--- begin ---

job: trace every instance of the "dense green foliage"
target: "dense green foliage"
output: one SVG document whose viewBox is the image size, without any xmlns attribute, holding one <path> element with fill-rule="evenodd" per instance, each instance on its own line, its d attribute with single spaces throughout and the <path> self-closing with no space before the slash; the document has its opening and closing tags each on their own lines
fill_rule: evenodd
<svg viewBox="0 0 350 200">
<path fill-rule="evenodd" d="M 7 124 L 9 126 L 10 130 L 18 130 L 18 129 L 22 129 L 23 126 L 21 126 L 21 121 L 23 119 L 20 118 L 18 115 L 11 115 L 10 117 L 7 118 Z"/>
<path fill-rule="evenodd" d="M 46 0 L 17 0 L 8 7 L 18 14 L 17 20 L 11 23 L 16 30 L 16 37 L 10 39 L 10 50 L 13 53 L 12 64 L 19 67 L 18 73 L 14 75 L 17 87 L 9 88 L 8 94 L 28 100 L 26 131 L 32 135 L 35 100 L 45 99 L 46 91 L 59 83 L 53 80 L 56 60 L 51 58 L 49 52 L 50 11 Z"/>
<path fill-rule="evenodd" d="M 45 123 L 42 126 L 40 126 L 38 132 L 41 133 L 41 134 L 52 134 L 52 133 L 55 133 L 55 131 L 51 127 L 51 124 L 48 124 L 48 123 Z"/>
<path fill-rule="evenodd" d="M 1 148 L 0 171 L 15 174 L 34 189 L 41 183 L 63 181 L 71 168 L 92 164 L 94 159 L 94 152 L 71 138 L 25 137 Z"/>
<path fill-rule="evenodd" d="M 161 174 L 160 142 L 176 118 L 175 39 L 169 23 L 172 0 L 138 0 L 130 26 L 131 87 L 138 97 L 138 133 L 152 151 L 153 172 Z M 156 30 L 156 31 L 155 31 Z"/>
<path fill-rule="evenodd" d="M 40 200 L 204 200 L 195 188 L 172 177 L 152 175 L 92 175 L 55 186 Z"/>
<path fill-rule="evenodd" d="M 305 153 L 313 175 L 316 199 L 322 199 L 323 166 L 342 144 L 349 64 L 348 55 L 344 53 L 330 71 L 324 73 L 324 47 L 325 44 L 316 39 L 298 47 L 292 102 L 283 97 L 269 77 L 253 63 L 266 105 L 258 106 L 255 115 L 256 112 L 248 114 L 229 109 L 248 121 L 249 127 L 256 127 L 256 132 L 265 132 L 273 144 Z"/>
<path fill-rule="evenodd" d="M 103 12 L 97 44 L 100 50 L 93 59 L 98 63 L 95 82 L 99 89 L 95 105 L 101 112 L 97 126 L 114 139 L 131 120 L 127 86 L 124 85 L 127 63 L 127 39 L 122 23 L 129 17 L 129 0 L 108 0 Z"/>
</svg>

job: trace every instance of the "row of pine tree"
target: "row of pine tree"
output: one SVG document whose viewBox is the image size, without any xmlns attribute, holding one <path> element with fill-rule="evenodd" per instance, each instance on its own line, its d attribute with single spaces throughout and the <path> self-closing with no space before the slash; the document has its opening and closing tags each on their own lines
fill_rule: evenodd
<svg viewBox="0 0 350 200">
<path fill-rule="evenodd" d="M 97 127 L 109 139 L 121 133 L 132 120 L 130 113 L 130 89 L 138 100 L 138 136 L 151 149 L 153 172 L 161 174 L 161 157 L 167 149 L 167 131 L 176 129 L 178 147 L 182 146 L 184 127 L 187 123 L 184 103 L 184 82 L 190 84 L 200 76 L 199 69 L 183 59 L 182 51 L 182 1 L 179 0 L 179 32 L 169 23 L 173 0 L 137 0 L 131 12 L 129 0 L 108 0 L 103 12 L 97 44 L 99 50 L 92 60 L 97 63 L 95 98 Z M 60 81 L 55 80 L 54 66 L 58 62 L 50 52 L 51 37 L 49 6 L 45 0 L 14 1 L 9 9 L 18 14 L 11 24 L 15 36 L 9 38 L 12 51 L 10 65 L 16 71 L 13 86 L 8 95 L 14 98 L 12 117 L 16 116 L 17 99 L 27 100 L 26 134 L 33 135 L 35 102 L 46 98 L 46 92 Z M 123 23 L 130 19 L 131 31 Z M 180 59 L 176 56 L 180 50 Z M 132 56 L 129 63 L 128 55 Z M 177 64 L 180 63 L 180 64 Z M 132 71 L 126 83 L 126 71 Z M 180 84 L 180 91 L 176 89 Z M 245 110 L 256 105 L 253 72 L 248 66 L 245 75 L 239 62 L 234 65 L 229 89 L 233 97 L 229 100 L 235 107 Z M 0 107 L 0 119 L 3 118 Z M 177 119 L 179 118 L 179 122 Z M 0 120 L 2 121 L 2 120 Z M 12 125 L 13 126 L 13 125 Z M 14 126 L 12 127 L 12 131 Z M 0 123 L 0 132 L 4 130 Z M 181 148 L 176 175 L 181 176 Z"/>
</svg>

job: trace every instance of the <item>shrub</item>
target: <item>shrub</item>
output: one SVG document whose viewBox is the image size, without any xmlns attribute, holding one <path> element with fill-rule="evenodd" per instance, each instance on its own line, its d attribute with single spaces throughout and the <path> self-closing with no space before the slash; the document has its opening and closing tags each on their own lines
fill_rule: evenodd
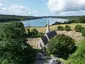
<svg viewBox="0 0 85 64">
<path fill-rule="evenodd" d="M 83 36 L 85 36 L 85 28 L 82 28 L 81 33 Z"/>
<path fill-rule="evenodd" d="M 57 57 L 68 58 L 75 50 L 74 40 L 66 35 L 57 35 L 47 44 L 47 53 Z"/>
<path fill-rule="evenodd" d="M 38 37 L 43 37 L 43 36 L 44 36 L 44 33 L 40 32 L 40 33 L 38 33 L 37 36 L 38 36 Z"/>
<path fill-rule="evenodd" d="M 31 30 L 32 36 L 36 36 L 38 34 L 38 31 L 36 29 Z"/>
<path fill-rule="evenodd" d="M 69 58 L 71 64 L 85 64 L 85 40 L 80 41 L 80 45 L 75 53 Z"/>
<path fill-rule="evenodd" d="M 58 26 L 58 30 L 64 30 L 62 26 Z"/>
<path fill-rule="evenodd" d="M 71 30 L 71 27 L 68 26 L 68 25 L 66 25 L 66 26 L 65 26 L 65 30 L 66 30 L 66 31 L 70 31 L 70 30 Z"/>
<path fill-rule="evenodd" d="M 32 36 L 32 33 L 31 33 L 30 29 L 27 29 L 27 36 L 28 37 L 31 37 Z"/>
<path fill-rule="evenodd" d="M 76 25 L 75 26 L 75 31 L 76 32 L 81 32 L 82 26 L 81 25 Z"/>
</svg>

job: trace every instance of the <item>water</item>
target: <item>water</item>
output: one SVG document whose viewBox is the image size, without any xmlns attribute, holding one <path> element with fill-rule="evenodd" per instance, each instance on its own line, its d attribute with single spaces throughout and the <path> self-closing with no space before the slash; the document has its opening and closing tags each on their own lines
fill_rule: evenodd
<svg viewBox="0 0 85 64">
<path fill-rule="evenodd" d="M 62 19 L 62 18 L 42 18 L 42 19 L 36 19 L 36 20 L 26 20 L 26 21 L 21 21 L 25 27 L 27 26 L 46 26 L 47 21 L 49 20 L 50 25 L 55 23 L 56 21 L 58 22 L 64 22 L 67 21 L 67 19 Z"/>
</svg>

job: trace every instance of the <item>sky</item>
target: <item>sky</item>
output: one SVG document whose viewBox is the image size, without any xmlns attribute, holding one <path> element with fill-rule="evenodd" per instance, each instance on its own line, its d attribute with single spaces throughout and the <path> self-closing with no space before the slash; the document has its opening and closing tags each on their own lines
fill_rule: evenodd
<svg viewBox="0 0 85 64">
<path fill-rule="evenodd" d="M 0 14 L 24 16 L 85 15 L 85 0 L 0 0 Z"/>
</svg>

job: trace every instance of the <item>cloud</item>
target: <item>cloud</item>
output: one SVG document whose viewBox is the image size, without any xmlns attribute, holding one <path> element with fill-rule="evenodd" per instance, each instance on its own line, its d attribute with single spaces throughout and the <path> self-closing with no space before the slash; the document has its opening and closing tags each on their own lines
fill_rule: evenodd
<svg viewBox="0 0 85 64">
<path fill-rule="evenodd" d="M 22 5 L 14 4 L 8 7 L 4 7 L 3 4 L 0 3 L 0 14 L 8 14 L 8 15 L 25 15 L 25 16 L 38 16 L 38 10 L 31 11 L 30 8 L 27 8 Z"/>
<path fill-rule="evenodd" d="M 60 14 L 81 13 L 85 11 L 85 0 L 48 0 L 48 8 Z"/>
</svg>

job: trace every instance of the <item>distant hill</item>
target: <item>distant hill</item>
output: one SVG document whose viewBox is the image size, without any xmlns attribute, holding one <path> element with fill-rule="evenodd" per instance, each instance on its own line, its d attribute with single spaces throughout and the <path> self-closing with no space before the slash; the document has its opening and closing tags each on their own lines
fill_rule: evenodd
<svg viewBox="0 0 85 64">
<path fill-rule="evenodd" d="M 2 15 L 2 14 L 0 14 L 0 22 L 33 20 L 33 19 L 39 19 L 39 18 L 40 17 L 35 17 L 35 16 L 19 16 L 19 15 Z"/>
</svg>

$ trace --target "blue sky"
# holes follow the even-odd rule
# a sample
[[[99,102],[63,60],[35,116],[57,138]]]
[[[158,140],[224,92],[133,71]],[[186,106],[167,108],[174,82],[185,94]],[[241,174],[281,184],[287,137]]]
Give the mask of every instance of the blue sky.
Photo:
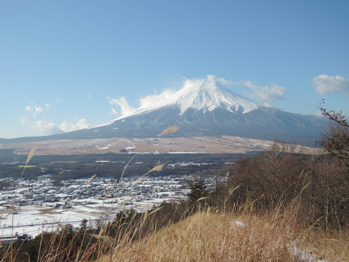
[[[0,137],[105,123],[183,77],[260,104],[349,114],[349,1],[0,2]]]

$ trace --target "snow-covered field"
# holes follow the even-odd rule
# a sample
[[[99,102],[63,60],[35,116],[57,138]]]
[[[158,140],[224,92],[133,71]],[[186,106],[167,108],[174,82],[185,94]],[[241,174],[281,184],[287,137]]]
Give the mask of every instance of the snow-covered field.
[[[191,177],[145,177],[137,182],[137,177],[126,177],[119,184],[95,178],[64,181],[58,187],[49,175],[17,181],[11,190],[0,191],[0,238],[16,233],[34,237],[66,224],[78,227],[84,218],[93,226],[123,210],[144,212],[163,201],[176,201],[175,195],[182,191],[181,179]]]

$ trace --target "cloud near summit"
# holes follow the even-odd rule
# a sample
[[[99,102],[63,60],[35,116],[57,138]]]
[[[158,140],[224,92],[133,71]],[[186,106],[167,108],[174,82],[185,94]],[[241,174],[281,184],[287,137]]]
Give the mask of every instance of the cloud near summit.
[[[284,87],[273,84],[270,87],[261,87],[258,86],[256,83],[249,80],[242,80],[240,81],[234,81],[225,79],[222,77],[217,77],[213,75],[208,75],[206,79],[189,79],[184,78],[183,86],[182,88],[184,88],[188,81],[194,81],[196,80],[207,80],[209,81],[214,81],[225,86],[244,86],[249,88],[252,92],[244,91],[244,95],[262,104],[266,107],[272,107],[271,103],[276,100],[284,100],[284,95],[286,92],[286,88]],[[160,93],[158,93],[155,90],[155,93],[148,95],[138,100],[139,106],[134,108],[130,105],[124,96],[119,98],[112,98],[107,97],[107,101],[110,105],[120,107],[121,112],[119,114],[122,116],[126,116],[142,109],[147,108],[154,103],[168,98],[174,94],[178,90],[174,90],[171,88],[165,89]],[[116,110],[113,108],[110,108],[109,113],[115,114]]]
[[[349,79],[340,75],[315,76],[313,78],[313,86],[320,95],[340,93],[349,97]]]

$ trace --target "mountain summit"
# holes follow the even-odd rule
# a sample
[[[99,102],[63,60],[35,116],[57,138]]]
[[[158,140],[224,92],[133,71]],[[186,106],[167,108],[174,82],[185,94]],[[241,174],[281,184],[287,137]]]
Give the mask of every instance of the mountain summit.
[[[189,109],[195,111],[203,110],[205,113],[218,108],[233,113],[246,113],[260,106],[221,86],[215,80],[213,76],[208,76],[203,80],[186,79],[182,89],[153,105],[147,106],[143,105],[142,108],[131,113],[111,122],[165,107],[177,108],[180,110],[179,114],[182,115]]]
[[[312,145],[328,124],[324,117],[259,105],[217,83],[213,76],[204,80],[186,80],[184,87],[176,92],[149,97],[152,99],[143,101],[138,109],[103,125],[63,134],[8,140],[154,137],[176,125],[180,127],[179,131],[170,135],[276,138]]]

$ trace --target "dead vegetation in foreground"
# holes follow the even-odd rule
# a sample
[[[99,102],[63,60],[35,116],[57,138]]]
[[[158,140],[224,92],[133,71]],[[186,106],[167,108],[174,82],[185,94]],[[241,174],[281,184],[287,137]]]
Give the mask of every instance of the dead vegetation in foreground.
[[[95,262],[349,261],[348,232],[302,230],[288,215],[198,212]]]

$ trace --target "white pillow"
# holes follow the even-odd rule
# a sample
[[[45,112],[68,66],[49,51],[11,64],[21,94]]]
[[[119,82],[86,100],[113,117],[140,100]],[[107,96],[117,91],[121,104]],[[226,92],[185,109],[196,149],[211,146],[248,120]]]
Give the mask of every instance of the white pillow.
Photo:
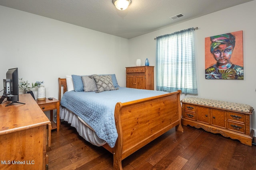
[[[74,90],[72,76],[66,76],[66,80],[67,82],[67,90],[68,92]]]

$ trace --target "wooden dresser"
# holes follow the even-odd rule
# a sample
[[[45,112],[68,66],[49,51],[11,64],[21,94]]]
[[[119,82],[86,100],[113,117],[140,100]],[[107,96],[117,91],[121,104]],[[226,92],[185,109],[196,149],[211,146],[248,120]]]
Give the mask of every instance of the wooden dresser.
[[[0,104],[0,169],[46,169],[51,123],[30,94],[19,98]]]
[[[181,102],[183,125],[202,128],[252,146],[254,131],[251,128],[254,110],[251,106],[193,97]]]
[[[126,87],[154,90],[154,66],[126,67]]]

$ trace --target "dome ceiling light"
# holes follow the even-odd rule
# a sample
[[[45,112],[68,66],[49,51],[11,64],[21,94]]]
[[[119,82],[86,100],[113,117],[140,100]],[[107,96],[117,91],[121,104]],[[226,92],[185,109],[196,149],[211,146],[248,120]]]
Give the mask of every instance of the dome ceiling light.
[[[112,0],[112,2],[118,10],[123,11],[126,10],[132,2],[131,0]]]

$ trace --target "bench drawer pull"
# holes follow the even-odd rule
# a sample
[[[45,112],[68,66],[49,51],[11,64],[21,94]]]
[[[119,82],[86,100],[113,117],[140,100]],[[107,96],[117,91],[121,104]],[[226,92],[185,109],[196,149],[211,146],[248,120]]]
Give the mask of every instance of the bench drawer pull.
[[[241,116],[237,116],[236,115],[230,115],[230,116],[232,117],[233,119],[236,120],[239,120],[242,118]]]
[[[190,114],[187,114],[187,115],[188,115],[188,117],[190,117],[191,118],[194,117],[193,115],[190,115]]]
[[[232,127],[234,129],[240,130],[240,129],[242,128],[241,126],[238,126],[237,125],[230,125],[230,126]]]
[[[194,109],[193,107],[191,106],[187,106],[187,108],[188,108],[189,110],[192,110]]]

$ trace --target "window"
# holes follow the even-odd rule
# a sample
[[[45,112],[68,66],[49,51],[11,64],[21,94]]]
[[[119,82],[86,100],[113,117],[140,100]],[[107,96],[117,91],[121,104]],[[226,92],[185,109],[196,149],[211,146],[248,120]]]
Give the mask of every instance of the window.
[[[197,94],[194,28],[156,38],[156,90]]]

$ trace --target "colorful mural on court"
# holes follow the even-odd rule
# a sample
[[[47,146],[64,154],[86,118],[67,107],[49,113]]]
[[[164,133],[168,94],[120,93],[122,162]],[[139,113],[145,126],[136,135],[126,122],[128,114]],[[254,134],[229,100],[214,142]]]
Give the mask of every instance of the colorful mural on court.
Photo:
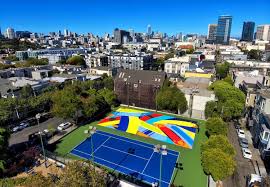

--- end ---

TASK TO CARRY OUT =
Please count the lines in the rows above that contain the string "summit", matching case exactly, and reply with the number alone.

TASK OUTPUT =
4